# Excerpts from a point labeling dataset

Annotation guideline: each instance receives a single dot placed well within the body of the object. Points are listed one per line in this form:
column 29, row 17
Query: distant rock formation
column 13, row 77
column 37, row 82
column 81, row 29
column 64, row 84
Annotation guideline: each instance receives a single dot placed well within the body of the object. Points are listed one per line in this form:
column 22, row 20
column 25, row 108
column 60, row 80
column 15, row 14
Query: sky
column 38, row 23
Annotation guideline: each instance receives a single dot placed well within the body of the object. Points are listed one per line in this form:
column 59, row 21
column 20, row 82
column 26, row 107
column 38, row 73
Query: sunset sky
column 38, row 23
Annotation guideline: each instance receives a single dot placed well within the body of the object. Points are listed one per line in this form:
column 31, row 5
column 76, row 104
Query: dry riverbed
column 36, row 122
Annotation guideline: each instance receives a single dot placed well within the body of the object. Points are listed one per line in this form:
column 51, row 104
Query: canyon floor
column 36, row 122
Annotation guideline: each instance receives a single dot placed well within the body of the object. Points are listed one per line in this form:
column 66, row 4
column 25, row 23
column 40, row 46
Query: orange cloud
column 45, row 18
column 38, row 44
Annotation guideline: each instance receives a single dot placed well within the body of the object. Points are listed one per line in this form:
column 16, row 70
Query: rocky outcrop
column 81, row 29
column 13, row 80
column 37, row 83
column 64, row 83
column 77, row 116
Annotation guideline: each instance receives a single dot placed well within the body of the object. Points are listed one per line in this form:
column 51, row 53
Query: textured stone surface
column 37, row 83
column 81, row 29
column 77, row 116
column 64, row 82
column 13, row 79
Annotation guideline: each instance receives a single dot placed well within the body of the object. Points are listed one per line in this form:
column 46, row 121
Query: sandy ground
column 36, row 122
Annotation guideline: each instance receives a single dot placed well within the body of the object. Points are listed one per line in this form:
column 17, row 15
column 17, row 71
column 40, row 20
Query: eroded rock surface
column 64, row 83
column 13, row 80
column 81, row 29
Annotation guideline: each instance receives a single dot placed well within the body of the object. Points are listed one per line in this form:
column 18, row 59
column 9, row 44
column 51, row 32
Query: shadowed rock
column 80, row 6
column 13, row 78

# What to do
Gather every line above that contains the string "surface", treating uppercase and lowercase letters as distinct.

# The answer
Query: textured stone surface
Query: eroded rock surface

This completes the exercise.